### DOCUMENTO

Cómo es la frontera más caliente del mundo
Entre Corea del Sur y Corea del Norte, un recorrido por el único lugar donde sobrevive la Guerra Fría
A un soldado norcoreano le pica la cabeza. Hoy, que es un jueves cualquiera, este hombre flaco y largo hace guardia en la frontera entre Corea del Norte y Corea del Sur, una de las divisiones más vigiladas del mundo. Enfrente, a 80 metros, hay tres militares enemigos que lo están observando. Él no los ve de cuerpo entero porque ellos apenas se asoman detrás de las casetas celestes en las que, de vez en cuando, las autoridades de los dos países se reúnen en negociaciones espinosas y antipáticas; y se asoman porque no pueden darse el lujo de ofrecerse a él, y a sus camaradas norcoreanos, como blancos. En cualquier momento puede tronar un disparo por aquí o por allá, y los hombres permanecen a cara de perro, sin moverse y sin mostrarse del todo, durante horas. La mera disciplina intimida; el silencio también. Pero al soldado del norte, que está apostado en la puerta de un gran edificio, le pica la cabeza.

### DATOS PROPORCIONADOS
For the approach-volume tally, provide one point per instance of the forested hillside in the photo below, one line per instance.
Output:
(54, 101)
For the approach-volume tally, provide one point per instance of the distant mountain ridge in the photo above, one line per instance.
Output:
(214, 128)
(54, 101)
---
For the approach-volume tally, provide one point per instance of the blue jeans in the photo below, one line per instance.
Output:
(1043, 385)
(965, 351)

### TAREA
Según el documento sobre la frontera entre las dos Coreas, ¿a qué distancia del soldado norcoreano están los tres militares enemigos?

### RESPUESTA
A 80 metros.